REQUIRED TASKS.
A – In the email about disabling NAPI on suspend, echo the passage starting with "When the device" and going on through "triggering.", word for word.
B – In the email about disabling NAPI on suspend, what does __netdev_watchdog_up() do when it is called during resume?
C – Which functions are called inside the short code snippet in the email about disabling NAPI on suspend?

On Thu, Mar 27, 2014 at 12:10:33PM +0200, Claudiu Manoil wrote:
> On 3/26/2014 1:58 PM, Russell King - ARM Linux wrote:
>> I think the right solution for a driver which does all its processing in
>> the NAPI poll function would be:
>>
>> 	if (netif_running(ndev)) {
>> 		napi_disable(napi);
>> 		netif_device_detach(ndev);
>> 		disable_hardware();
>> 	}
>>
>> and upon resume, the reverse order.  The theory being:
>>
>> - napi_disable() is to stop the driver processing its rings and possibly
>>    waking up the transmit queue(s) after the following netif_device_detach().
>> - netif_device_detach() to stop new packets being queued to the device.
>
>
> There's a risk to disabling the NAPI before stopping the transmission
> (i.e. stopping the Tx queues).  The net stack might continue to enqueue
> Tx packets and, if the Tx BD rings get full, the driver's start_xmit
> will return TX_BUSY which leads to netdev watchdog triggering Tx
> timeout (and the ndo_tx_timeout hook from the driver will re-enable the
> Tx queues).

Part of netif_device_detach()'s work is to stop the transmit queues in a
similar manner to the driver reporting "ring full", but before doing so,
it also marks the device not present.

The watchdog is conditional upon netif_device_present() returning true,
but as the device has been marked not-present, this test will fail.

When the device is resumed, and netif_device_attach() is called,
__netdev_watchdog_up() will also be called which reschedules the watchdog
for a new timeout grace period.

So I don't think that's an issue - I think we're safe from the watchdog
triggering.

RECORDED INFORMATION.
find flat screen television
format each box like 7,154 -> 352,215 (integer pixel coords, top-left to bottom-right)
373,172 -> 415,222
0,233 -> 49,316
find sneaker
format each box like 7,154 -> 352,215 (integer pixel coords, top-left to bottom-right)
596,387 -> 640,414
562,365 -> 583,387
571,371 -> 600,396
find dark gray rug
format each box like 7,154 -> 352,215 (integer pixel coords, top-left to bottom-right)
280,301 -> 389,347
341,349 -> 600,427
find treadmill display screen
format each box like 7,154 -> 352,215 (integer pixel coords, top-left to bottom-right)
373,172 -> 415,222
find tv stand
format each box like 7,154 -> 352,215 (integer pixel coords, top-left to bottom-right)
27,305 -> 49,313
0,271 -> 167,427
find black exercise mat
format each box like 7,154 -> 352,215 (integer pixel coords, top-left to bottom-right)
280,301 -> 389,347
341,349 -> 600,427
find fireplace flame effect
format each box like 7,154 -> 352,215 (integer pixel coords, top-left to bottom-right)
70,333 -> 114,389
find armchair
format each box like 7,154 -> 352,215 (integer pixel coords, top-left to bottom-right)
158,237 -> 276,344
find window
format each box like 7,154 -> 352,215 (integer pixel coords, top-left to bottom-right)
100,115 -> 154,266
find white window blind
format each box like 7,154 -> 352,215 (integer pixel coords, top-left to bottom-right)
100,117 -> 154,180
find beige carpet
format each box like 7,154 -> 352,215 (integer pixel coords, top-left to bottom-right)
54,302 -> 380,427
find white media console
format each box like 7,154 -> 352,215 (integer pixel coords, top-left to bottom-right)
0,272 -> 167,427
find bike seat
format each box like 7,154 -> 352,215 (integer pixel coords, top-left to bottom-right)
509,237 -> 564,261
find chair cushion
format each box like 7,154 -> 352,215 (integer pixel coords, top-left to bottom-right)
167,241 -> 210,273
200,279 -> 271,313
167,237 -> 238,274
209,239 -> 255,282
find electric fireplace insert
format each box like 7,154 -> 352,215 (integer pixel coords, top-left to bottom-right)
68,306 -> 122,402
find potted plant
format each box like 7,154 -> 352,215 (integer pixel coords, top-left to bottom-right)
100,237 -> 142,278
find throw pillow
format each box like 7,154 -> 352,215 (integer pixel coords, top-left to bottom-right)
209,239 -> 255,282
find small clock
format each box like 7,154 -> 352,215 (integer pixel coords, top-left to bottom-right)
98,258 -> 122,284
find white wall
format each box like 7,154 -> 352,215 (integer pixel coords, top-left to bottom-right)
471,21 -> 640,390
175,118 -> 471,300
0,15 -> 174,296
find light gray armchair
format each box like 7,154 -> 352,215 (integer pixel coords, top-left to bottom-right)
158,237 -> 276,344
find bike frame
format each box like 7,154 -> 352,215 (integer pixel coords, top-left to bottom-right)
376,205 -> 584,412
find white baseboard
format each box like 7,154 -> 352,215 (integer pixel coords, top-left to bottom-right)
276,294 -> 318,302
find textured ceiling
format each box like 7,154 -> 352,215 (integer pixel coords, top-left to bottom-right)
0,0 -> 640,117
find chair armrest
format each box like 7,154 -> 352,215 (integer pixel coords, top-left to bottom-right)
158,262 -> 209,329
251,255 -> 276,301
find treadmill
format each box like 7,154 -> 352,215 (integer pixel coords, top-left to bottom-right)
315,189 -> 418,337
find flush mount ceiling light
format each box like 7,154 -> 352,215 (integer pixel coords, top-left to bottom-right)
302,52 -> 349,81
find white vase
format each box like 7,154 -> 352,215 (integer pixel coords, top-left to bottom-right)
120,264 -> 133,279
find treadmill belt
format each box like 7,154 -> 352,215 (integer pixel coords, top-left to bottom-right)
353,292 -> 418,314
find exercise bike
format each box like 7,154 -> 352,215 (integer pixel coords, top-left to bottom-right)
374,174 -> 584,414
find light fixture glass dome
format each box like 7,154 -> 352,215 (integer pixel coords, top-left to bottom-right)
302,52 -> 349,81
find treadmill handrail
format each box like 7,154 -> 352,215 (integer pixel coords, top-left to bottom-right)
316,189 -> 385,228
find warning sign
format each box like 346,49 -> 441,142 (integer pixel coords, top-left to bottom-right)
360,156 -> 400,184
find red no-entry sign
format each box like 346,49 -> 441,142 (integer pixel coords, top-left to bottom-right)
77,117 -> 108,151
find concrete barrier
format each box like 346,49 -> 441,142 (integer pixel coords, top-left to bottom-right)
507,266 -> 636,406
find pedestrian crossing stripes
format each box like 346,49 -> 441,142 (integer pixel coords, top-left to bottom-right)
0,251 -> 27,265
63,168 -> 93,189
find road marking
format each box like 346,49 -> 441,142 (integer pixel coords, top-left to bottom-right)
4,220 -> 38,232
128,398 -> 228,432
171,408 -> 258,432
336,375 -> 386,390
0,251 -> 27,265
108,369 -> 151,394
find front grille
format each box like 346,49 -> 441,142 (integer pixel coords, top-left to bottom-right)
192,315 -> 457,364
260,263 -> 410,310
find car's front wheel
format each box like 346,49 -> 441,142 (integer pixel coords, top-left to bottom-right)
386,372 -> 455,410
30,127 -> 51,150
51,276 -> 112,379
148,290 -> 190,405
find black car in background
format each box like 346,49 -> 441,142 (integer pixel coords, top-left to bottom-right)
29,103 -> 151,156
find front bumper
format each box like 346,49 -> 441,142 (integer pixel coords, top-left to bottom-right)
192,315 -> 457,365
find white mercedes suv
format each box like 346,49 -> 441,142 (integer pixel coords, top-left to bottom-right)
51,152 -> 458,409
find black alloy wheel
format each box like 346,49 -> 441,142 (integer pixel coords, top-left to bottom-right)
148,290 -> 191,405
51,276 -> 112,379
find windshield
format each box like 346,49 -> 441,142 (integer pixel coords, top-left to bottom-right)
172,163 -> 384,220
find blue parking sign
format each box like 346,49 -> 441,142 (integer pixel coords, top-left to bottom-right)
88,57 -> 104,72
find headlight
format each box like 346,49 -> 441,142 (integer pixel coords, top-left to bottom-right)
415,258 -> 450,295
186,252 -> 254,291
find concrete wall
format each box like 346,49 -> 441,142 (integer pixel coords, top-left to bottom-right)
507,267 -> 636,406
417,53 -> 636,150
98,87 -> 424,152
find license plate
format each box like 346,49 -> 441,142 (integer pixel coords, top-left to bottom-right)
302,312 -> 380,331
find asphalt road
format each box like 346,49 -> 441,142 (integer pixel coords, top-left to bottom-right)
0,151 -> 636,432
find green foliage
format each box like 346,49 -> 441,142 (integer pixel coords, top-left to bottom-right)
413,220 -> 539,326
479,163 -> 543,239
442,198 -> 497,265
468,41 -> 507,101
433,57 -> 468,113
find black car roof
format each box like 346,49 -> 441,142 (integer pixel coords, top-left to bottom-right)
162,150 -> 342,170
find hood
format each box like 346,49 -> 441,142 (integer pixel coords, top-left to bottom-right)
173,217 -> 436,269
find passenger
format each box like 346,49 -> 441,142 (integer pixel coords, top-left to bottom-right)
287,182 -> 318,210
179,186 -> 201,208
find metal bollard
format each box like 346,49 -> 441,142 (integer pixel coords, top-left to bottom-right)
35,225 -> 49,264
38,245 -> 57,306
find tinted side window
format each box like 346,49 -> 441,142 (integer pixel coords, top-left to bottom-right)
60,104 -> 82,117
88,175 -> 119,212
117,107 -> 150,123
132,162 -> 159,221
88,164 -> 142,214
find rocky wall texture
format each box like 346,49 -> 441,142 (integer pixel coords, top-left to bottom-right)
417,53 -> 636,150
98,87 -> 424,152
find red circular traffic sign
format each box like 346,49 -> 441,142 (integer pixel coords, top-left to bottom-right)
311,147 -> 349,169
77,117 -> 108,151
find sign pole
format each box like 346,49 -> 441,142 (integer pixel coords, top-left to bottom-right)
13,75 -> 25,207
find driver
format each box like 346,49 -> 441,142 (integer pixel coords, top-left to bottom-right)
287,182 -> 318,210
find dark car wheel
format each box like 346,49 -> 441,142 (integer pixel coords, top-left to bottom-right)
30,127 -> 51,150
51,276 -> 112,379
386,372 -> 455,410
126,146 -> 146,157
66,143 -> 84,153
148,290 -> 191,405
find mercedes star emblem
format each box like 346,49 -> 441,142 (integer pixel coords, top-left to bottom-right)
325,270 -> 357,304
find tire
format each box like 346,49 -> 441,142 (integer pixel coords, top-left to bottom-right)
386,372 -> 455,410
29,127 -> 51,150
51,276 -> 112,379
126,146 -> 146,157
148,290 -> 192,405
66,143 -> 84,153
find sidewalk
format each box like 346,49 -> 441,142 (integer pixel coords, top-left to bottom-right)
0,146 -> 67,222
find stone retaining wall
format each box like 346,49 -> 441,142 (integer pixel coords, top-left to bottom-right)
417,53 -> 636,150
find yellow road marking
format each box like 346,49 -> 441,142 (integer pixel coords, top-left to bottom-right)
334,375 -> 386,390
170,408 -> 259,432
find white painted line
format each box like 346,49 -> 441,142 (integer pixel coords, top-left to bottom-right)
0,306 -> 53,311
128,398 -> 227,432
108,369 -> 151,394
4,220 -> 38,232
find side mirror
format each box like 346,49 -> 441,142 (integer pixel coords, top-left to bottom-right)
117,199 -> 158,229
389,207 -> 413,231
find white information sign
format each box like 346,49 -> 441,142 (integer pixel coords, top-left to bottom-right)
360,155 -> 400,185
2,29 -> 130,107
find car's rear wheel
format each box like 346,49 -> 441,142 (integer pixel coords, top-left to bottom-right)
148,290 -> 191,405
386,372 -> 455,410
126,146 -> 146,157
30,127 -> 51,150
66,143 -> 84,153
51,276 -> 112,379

ANSWERS FOR THE EXERCISE.
A –
When the device is resumed, and netif_device_attach() is called,
__netdev_watchdog_up() will also be called which reschedules the watchdog
for a new timeout grace period.

So I don't think that's an issue - I think we're safe from the watchdog
triggering.

B – It reschedules the watchdog for a new timeout grace period.

C –
- netif_running
- napi_disable
- netif_device_detach
- disable_hardware